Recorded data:
________________
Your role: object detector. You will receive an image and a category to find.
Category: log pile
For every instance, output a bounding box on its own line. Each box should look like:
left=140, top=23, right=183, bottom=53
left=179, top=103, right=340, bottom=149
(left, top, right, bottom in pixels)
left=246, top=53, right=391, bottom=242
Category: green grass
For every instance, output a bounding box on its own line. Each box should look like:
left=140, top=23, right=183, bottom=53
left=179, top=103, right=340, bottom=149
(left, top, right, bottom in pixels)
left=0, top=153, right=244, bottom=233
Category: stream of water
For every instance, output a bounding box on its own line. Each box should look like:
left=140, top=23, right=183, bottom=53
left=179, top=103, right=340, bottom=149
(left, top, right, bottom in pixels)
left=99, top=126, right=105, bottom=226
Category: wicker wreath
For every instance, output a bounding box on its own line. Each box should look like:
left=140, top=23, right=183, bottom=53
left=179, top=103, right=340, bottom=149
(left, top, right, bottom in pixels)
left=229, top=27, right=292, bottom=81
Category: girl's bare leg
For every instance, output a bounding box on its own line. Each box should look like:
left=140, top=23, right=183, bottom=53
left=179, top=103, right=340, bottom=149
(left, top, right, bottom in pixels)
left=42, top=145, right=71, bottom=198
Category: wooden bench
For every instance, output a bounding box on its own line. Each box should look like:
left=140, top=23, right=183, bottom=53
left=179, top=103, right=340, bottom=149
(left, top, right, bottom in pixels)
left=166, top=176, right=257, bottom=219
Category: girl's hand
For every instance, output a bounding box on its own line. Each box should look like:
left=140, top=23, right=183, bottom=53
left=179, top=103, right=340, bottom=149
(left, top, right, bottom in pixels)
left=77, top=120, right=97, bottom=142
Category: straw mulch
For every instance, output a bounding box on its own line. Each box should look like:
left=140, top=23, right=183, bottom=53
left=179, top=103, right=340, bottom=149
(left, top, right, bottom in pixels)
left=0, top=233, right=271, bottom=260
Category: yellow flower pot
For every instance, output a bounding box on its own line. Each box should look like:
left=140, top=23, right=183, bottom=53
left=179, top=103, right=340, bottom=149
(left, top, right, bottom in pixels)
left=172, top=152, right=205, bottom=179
________________
What is needed:
Convert the lines above into a numbered list, omitting any blank lines.

Answer below:
1. Your role: object detector. You will receive an image and a category to find.
2. Category: log pile
3. For every instance, output a bounding box on its own line. Each box should look like:
4. left=140, top=23, right=183, bottom=53
5. left=179, top=103, right=340, bottom=149
6. (left, top, right, bottom in pixels)
7. left=246, top=53, right=391, bottom=242
8. Category: green grass
9. For every instance, output a bounding box on its own line. Each box should look like:
10. left=140, top=23, right=183, bottom=53
11. left=179, top=103, right=340, bottom=149
12. (left, top, right, bottom in pixels)
13. left=0, top=153, right=244, bottom=233
14. Category: stream of water
15. For every instance, output a bounding box on its own line. Each box should look like:
16. left=140, top=23, right=183, bottom=53
17. left=179, top=103, right=340, bottom=149
18. (left, top, right, bottom in pixels)
19. left=99, top=126, right=105, bottom=226
20. Category: wicker wreath
21. For every instance, output a bounding box on its own line. Each box should look like:
22. left=140, top=23, right=183, bottom=53
23. left=179, top=103, right=340, bottom=149
24. (left, top, right, bottom in pixels)
25. left=229, top=27, right=292, bottom=81
26. Category: girl's bare leg
27. For every instance, output a bounding box on its own line. Each box should look like:
28. left=140, top=23, right=183, bottom=53
29. left=179, top=103, right=340, bottom=149
30. (left, top, right, bottom in pixels)
31. left=42, top=145, right=71, bottom=198
32. Category: wooden bench
33. For every instance, output a bounding box on its own line. Each box should look like:
34. left=140, top=23, right=183, bottom=53
35. left=179, top=103, right=340, bottom=149
36. (left, top, right, bottom in pixels)
37. left=166, top=176, right=257, bottom=219
38. Category: girl's hand
39. For every instance, output a bounding box on its own line. Each box should look like:
40. left=140, top=23, right=183, bottom=53
41. left=179, top=103, right=340, bottom=149
42. (left, top, right, bottom in pixels)
43. left=77, top=120, right=97, bottom=142
44. Category: straw mulch
45. For every instance, output a bounding box on its own line. Each box should look like:
46. left=140, top=23, right=183, bottom=53
47. left=179, top=103, right=340, bottom=149
48. (left, top, right, bottom in pixels)
49. left=0, top=233, right=271, bottom=260
50. Category: yellow flower pot
51. For every instance, output a bounding box on its own line. Each box should look like:
52. left=140, top=23, right=183, bottom=53
53. left=179, top=103, right=340, bottom=149
54. (left, top, right, bottom in pixels)
55. left=172, top=152, right=205, bottom=179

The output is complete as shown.